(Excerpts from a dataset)
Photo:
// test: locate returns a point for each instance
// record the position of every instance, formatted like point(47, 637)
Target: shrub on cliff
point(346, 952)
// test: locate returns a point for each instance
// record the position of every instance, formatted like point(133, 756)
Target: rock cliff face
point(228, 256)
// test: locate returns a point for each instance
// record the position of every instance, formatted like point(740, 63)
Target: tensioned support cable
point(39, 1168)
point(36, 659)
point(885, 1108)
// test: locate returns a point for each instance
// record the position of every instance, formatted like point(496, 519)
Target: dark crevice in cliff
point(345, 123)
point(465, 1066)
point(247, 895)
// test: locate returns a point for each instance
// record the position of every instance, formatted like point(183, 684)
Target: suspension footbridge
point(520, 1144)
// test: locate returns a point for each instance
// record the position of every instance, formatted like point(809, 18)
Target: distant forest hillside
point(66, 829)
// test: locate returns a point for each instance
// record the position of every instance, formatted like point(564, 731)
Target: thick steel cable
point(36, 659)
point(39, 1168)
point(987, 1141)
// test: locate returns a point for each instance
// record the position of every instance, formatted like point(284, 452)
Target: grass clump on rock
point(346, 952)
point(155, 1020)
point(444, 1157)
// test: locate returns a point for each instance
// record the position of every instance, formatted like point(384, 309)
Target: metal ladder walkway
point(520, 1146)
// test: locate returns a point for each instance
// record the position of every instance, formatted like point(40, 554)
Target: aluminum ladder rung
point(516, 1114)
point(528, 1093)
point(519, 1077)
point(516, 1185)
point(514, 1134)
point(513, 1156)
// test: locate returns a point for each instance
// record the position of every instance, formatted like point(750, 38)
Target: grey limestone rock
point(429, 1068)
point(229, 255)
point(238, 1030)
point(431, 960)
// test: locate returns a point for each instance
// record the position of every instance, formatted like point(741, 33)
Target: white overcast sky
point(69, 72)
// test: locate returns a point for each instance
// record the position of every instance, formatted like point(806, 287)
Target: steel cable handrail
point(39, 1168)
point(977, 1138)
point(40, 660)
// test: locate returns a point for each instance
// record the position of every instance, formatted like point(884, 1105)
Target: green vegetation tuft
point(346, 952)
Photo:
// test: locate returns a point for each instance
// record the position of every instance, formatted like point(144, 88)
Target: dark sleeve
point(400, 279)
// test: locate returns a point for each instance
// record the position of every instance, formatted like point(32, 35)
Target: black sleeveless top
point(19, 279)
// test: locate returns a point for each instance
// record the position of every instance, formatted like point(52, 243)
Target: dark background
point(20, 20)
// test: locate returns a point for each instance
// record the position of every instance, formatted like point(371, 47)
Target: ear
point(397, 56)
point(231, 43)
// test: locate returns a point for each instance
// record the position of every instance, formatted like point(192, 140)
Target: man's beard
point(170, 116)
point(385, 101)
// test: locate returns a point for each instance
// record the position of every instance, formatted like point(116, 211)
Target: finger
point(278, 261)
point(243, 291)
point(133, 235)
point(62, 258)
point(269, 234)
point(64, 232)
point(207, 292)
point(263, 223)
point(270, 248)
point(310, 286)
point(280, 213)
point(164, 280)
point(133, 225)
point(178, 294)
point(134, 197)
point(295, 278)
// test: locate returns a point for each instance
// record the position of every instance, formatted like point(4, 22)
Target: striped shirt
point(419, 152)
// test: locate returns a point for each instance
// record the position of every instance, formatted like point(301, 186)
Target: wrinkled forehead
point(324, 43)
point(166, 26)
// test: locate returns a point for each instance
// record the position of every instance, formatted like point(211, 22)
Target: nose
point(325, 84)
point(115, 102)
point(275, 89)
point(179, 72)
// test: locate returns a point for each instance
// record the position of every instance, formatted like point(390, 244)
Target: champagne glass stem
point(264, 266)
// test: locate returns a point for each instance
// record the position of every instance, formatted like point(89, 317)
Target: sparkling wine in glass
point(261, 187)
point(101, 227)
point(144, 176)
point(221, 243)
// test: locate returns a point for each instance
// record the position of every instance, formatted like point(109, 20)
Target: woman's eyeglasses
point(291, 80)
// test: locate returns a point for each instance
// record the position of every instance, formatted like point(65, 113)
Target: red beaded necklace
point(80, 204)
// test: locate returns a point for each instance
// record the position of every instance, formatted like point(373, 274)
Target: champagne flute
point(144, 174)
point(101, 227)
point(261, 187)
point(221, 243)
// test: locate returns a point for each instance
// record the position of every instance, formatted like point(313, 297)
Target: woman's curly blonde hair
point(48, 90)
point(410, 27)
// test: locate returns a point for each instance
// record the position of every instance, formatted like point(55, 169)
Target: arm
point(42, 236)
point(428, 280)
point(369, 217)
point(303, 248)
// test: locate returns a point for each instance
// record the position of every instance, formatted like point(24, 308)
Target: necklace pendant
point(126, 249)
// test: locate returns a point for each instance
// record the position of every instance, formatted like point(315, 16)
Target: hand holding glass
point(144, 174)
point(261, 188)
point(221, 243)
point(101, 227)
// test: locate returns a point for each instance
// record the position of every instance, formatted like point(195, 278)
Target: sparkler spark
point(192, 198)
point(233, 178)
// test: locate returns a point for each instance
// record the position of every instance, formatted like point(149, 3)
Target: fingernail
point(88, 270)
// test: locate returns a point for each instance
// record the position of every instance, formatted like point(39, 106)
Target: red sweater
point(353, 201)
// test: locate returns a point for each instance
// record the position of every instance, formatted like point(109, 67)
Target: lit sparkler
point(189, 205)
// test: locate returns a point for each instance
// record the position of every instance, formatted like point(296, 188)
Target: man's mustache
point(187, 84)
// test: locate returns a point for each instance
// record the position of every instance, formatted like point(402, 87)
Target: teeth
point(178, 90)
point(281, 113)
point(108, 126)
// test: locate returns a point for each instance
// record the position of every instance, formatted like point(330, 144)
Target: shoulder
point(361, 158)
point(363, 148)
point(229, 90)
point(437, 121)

WHAT THIS TASK INVOLVES → From the records above, copy only the lines starting with the line that holds "like point(741, 33)" and going on through the line that holds "like point(211, 22)", exactly as written.

RESULT OF THE EXERCISE →
// record the position of every instance, formatted like point(741, 33)
Target: white overcast sky
point(69, 72)
// test: locate returns a point for each instance
// record the position of every instance, formatted like point(806, 287)
Target: steel cable handrail
point(39, 1168)
point(977, 1138)
point(40, 660)
// test: locate returns a point for each instance
// record the position of every instance, formatted like point(884, 1105)
Target: green vegetation tuft
point(346, 952)
Photo:
// test: locate returns a point for each instance
// record the position of every instance, formatted like point(144, 88)
Target: dark sleeve
point(400, 279)
// test: locate returns a point for each instance
// record the position of every instance, formatted like point(32, 35)
Target: black sleeveless top
point(19, 279)
// test: locate returns a point for each instance
// record the position of every instance, formatted like point(52, 243)
Target: dark background
point(20, 20)
// test: locate returns a point for each instance
// record the position of every instance, formatted like point(371, 47)
Target: ear
point(397, 56)
point(231, 43)
// test: locate returns a point for each instance
// record the position of every instance, formatted like point(192, 140)
Target: man's beard
point(170, 116)
point(385, 101)
// test: locate returns a point for each instance
// record the position of every instance, formatted like point(116, 211)
Target: finger
point(278, 261)
point(243, 291)
point(133, 235)
point(62, 258)
point(269, 234)
point(64, 232)
point(207, 292)
point(263, 223)
point(270, 248)
point(310, 286)
point(280, 213)
point(164, 280)
point(133, 225)
point(178, 294)
point(134, 197)
point(295, 278)
// test: locate returns a point for each instance
// record the position of every instance, formatted like point(4, 22)
Target: striped shirt
point(419, 152)
// test: locate returns a point for each instance
// record the position of every instance, formatted like point(301, 186)
Target: wrinkled forehead
point(324, 43)
point(166, 26)
// test: locate returns a point for each instance
// record the position of every instance, formatted like point(211, 22)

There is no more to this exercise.